━━ DOCUMENT SOURCE
Contrairement à une certaine croyance, les pénitenciers ne seraient pas des terrains fertiles pour la radicalisation, si l'on en croit des recherches effectuées par le Service correctionnel du Canada. Et le potentiel de réinsertion sociale des détenus «extrémistes» serait même meilleur que celui des autres détenus.

Ces résultats préliminaires sont tirés d'une étude menée sur plusieurs années, et toujours en cours, par l'agence fédérale Recherche et développement pour la défense Canada, en collaboration avec le Service correctionnel. La Presse Canadienne a obtenu, grâce à la Loi sur l'accès à l'information, un résumé, datant de 2014, des études entreprises par le Service correctionnel. En présentation, le document évoque les inquiétudes soulevées par une présumée radicalisation des détenus, mais rappelle que peu de données précises viennent étayer ces perceptions.

Un des meurtriers dans l'attentat à Charlie Hebdo» à Paris, en janvier, avait été séduit par le discours d'un codétenu condamné pour activités terroristes, ce qui a alimenté la thèse selon laquelle la prison constitue un incubateur d'extrémistes.
━━━━
CONSIGNE: D'après l'article sur la radicalisation en prison, qu'est-ce qui a nourri l'idée que la prison sert d'incubateur d'extrémistes ? Répondez en une à trois phrases. Appuyez-vous uniquement sur l'article.
━━ DONNÉES FOURNIES
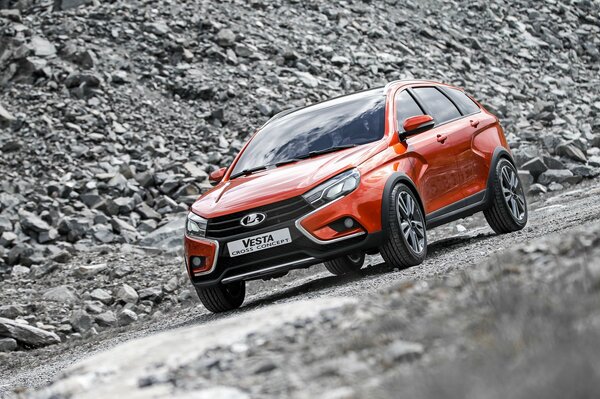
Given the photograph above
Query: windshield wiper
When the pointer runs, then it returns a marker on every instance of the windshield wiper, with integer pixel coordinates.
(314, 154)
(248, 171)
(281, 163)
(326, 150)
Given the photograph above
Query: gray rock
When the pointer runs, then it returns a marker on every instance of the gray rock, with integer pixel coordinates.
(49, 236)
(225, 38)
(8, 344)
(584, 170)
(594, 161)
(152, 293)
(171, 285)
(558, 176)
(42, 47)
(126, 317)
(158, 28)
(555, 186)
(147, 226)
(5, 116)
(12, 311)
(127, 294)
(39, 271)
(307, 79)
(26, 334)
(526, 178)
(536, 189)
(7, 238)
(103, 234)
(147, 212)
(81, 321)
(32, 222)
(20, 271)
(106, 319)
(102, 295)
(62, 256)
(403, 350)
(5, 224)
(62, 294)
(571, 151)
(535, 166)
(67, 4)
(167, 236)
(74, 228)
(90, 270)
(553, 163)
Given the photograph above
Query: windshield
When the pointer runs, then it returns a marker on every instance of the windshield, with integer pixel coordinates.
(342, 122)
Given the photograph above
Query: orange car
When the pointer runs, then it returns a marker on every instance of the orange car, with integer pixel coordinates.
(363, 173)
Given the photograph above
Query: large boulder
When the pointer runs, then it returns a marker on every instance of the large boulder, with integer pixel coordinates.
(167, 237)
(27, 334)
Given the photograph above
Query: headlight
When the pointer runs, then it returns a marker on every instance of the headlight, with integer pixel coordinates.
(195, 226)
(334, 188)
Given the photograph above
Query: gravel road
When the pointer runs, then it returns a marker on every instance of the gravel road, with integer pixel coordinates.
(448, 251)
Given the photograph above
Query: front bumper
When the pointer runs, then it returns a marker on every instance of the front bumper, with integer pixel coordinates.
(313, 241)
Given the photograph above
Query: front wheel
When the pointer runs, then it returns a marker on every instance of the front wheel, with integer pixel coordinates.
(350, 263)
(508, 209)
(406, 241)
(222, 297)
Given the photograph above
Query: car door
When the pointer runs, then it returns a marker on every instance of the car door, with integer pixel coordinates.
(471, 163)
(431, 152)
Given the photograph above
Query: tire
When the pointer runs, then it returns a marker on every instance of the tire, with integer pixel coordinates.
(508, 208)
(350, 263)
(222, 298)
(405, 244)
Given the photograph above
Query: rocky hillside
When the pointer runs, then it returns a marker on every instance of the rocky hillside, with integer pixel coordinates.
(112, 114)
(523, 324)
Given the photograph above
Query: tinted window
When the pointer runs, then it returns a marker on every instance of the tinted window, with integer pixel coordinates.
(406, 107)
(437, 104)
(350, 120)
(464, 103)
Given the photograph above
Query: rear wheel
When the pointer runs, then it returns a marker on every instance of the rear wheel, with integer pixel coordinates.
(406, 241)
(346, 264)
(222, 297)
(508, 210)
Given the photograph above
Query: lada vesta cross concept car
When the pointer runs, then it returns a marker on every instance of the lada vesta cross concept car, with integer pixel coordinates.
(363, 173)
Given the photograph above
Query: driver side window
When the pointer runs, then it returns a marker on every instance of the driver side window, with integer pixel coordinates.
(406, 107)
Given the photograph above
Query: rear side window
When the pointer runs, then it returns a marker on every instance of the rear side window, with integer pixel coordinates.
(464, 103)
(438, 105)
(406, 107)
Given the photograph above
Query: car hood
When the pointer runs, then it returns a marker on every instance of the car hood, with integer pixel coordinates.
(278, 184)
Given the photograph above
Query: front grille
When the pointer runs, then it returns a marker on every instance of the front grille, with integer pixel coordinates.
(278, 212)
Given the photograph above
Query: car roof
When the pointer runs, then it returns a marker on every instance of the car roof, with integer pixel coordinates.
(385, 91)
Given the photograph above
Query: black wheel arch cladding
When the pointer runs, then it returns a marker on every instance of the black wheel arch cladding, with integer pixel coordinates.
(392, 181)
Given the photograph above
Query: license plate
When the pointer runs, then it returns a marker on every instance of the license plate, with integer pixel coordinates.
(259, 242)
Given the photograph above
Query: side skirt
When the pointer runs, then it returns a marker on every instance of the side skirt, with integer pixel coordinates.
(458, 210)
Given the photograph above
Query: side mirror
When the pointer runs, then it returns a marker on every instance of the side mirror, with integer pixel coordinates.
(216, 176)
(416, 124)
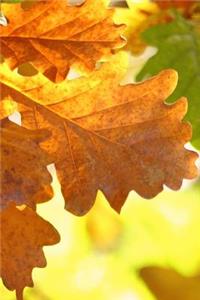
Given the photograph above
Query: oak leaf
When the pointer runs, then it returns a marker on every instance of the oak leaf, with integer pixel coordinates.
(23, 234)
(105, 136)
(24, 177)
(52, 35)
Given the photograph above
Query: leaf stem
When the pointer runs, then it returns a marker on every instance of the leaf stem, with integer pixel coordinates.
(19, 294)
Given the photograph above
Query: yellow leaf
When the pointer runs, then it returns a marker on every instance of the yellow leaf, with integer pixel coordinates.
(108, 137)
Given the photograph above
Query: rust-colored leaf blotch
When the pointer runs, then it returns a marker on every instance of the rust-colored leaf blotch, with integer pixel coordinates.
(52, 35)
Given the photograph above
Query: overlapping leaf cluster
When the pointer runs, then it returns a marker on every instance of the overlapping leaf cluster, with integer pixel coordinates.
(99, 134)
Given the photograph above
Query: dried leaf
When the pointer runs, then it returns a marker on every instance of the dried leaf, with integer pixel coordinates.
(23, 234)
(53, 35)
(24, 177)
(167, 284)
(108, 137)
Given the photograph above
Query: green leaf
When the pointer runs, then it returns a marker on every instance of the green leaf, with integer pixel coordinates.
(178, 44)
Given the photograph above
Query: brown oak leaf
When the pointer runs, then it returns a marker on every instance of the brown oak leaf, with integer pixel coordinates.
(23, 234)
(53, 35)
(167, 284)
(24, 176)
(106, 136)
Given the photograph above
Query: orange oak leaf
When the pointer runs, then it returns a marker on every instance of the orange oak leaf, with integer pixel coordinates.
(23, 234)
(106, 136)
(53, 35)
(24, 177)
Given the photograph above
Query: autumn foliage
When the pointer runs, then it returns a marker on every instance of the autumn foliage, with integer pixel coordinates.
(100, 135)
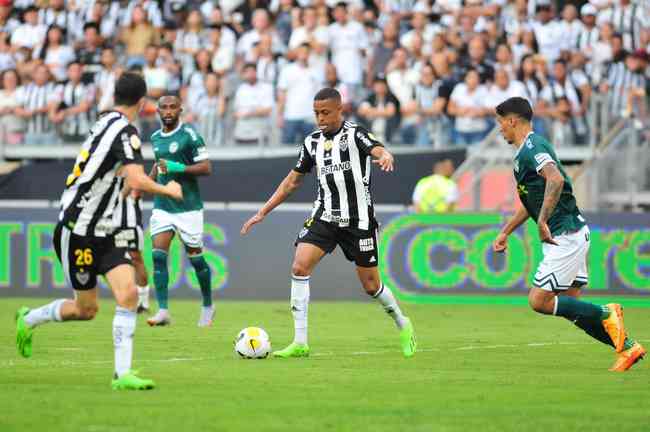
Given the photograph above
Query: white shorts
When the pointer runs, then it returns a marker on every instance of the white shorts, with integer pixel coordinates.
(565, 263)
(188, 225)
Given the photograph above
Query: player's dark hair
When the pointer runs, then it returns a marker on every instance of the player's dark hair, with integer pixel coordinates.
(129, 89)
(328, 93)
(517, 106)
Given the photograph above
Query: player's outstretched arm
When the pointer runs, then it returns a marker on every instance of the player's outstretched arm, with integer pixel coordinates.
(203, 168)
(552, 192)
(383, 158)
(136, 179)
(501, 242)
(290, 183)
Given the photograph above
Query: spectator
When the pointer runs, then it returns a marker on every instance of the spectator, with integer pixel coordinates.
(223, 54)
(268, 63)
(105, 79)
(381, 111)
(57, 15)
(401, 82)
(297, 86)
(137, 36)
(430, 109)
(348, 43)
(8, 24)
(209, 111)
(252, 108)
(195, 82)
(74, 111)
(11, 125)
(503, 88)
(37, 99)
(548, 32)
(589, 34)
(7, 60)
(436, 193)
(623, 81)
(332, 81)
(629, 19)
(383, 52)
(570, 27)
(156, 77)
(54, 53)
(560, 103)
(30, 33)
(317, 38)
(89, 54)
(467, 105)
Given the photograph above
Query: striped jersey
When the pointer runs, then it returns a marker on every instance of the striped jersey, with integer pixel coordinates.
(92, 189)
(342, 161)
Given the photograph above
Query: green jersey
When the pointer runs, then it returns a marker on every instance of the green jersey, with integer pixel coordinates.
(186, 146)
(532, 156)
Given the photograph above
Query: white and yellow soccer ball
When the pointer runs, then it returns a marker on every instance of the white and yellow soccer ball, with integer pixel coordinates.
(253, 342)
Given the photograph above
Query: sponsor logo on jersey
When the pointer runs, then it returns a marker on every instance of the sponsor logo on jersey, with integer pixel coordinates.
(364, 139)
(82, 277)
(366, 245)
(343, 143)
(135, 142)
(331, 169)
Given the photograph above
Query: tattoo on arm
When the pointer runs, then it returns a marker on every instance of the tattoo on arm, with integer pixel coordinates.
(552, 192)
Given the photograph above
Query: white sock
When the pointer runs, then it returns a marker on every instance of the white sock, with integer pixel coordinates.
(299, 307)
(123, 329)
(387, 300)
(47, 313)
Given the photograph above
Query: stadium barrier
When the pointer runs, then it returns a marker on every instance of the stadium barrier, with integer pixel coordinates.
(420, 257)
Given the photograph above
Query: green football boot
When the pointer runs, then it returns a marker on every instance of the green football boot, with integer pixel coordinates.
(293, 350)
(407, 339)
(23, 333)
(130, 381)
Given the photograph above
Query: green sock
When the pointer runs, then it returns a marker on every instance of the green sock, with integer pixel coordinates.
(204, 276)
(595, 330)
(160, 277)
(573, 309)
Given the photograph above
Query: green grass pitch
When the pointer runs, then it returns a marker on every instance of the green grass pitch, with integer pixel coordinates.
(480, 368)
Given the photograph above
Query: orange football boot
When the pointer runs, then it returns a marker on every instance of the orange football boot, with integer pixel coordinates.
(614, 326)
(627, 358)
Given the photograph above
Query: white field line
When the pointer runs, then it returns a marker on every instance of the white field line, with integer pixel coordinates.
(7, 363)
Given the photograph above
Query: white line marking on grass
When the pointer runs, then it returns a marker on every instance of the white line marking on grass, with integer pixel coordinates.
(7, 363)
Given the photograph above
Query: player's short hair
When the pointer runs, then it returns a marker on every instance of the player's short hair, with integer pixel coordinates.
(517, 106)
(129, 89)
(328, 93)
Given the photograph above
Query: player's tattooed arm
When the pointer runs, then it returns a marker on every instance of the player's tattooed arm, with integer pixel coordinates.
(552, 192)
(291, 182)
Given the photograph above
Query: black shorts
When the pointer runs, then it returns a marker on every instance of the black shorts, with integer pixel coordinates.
━━━━
RÉPONSE: Cette idée a été nourrie par le cas d'un des meurtriers de l'attentat contre Charlie Hebdo, à Paris, en janvier. En prison, il avait été séduit par le discours d'un codétenu condamné pour activités terroristes.